Work request: All of the entries must appear again exactly as written.

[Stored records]
▬▬▬

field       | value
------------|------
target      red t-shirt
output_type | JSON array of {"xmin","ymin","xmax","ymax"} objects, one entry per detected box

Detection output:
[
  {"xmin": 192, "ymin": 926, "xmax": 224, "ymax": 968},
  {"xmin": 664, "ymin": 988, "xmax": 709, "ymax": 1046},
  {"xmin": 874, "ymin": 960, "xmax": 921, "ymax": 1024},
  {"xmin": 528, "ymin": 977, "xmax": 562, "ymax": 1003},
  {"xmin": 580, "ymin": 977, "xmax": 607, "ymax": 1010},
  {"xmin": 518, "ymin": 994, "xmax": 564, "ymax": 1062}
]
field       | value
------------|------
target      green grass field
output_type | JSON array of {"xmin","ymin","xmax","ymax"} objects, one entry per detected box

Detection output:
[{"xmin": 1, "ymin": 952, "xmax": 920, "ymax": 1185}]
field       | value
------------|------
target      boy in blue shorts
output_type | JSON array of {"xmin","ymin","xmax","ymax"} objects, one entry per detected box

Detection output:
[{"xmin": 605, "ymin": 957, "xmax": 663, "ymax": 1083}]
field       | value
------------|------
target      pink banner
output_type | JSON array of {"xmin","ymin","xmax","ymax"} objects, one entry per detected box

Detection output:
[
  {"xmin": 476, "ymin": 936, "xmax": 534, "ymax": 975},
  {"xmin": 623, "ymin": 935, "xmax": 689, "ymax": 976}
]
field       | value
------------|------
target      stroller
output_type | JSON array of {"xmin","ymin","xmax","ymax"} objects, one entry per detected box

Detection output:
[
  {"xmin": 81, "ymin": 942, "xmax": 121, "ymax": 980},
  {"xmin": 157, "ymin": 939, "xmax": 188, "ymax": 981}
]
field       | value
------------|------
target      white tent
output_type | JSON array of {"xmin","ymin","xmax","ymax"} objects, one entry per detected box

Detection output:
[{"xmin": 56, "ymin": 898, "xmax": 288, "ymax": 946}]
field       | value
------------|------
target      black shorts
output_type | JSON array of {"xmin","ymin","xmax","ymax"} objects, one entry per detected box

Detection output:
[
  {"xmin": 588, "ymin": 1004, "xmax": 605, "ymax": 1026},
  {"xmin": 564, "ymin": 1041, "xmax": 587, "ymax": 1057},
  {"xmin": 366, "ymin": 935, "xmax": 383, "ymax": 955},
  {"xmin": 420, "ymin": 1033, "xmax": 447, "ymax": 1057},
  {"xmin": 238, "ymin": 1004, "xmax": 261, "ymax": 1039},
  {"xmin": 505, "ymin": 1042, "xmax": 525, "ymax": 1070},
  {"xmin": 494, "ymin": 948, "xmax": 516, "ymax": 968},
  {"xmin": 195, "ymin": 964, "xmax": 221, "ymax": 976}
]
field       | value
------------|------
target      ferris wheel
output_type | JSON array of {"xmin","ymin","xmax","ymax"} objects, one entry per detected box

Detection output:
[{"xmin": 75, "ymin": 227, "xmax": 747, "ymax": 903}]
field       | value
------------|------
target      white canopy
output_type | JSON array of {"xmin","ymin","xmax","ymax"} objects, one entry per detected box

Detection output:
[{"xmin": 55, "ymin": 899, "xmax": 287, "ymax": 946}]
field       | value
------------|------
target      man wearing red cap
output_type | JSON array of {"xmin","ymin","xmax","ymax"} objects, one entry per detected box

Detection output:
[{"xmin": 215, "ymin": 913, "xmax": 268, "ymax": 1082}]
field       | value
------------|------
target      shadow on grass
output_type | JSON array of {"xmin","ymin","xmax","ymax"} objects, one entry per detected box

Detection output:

▬▬▬

Answer section:
field       | value
------------|------
target      red t-shirt
output_type | JSON array of {"xmin","ymin","xmax","ymax"} objects, one entry per detected box

Detection output:
[
  {"xmin": 192, "ymin": 926, "xmax": 224, "ymax": 968},
  {"xmin": 664, "ymin": 988, "xmax": 709, "ymax": 1046},
  {"xmin": 874, "ymin": 960, "xmax": 921, "ymax": 1024},
  {"xmin": 528, "ymin": 977, "xmax": 562, "ymax": 1003},
  {"xmin": 580, "ymin": 977, "xmax": 607, "ymax": 1010},
  {"xmin": 518, "ymin": 994, "xmax": 564, "ymax": 1062}
]
field       | value
------------|------
target      green grass field
output_type | JSON array of {"xmin","ymin","xmax","ymax"} objects, one entry per detected box

Detection output:
[{"xmin": 1, "ymin": 952, "xmax": 920, "ymax": 1185}]
field       | value
------------|------
target      boy in blue shorts
output_type | JSON array of {"xmin","ymin","xmax","ymax"} objects, one entry per detected box

Detection output:
[{"xmin": 605, "ymin": 957, "xmax": 663, "ymax": 1083}]
field       | value
------------|------
target      pink banner
output_type | JSON array of {"xmin","ymin","xmax","ymax"} objects, one entry per detected box

Detection output:
[
  {"xmin": 476, "ymin": 936, "xmax": 534, "ymax": 975},
  {"xmin": 623, "ymin": 935, "xmax": 689, "ymax": 976}
]
field       | value
------------|------
target      stroller
output_type | JSON array of {"xmin","ymin","xmax","ymax"} objects, one entry per detected box

Detection output:
[
  {"xmin": 81, "ymin": 942, "xmax": 121, "ymax": 980},
  {"xmin": 157, "ymin": 939, "xmax": 188, "ymax": 981}
]
field       | value
------------|------
target      white tent
output_type | JSON array of {"xmin","ymin","xmax","ymax"} objects, one entry per detected box

Detection output:
[{"xmin": 56, "ymin": 898, "xmax": 288, "ymax": 946}]
field       | value
------------|------
target      black shorts
output_type | JSON array of {"xmin","ymin","xmax","ymax"} objects, one entry per detected box

Detection output:
[
  {"xmin": 588, "ymin": 1004, "xmax": 605, "ymax": 1026},
  {"xmin": 564, "ymin": 1041, "xmax": 587, "ymax": 1057},
  {"xmin": 366, "ymin": 935, "xmax": 383, "ymax": 955},
  {"xmin": 420, "ymin": 1033, "xmax": 447, "ymax": 1057},
  {"xmin": 238, "ymin": 1004, "xmax": 261, "ymax": 1039},
  {"xmin": 505, "ymin": 1042, "xmax": 525, "ymax": 1070},
  {"xmin": 494, "ymin": 948, "xmax": 516, "ymax": 968},
  {"xmin": 195, "ymin": 964, "xmax": 221, "ymax": 976}
]
field       | value
------------|------
target      ferris wheel
output_type | JSON array of {"xmin","ymin","xmax","ymax"} objects, one entry per detected box

Detection output:
[{"xmin": 75, "ymin": 227, "xmax": 747, "ymax": 903}]
field       | value
------------|------
target      white canopy
output_type | JSON array of {"xmin","ymin","xmax","ymax"} objects, one entry per detected box

Detection output:
[{"xmin": 55, "ymin": 899, "xmax": 287, "ymax": 946}]
field       | value
------------|------
target      man wearing red cap
output_type | JSON array of {"xmin","ymin","xmax","ymax"} objects, one entry per detected box

Detection output:
[{"xmin": 215, "ymin": 913, "xmax": 268, "ymax": 1082}]
field       | value
------------|------
target      shadow on grass
output_type | JSON array of {"xmin","ymin","xmax","ymax"} objects, one entry per detected box

Detection output:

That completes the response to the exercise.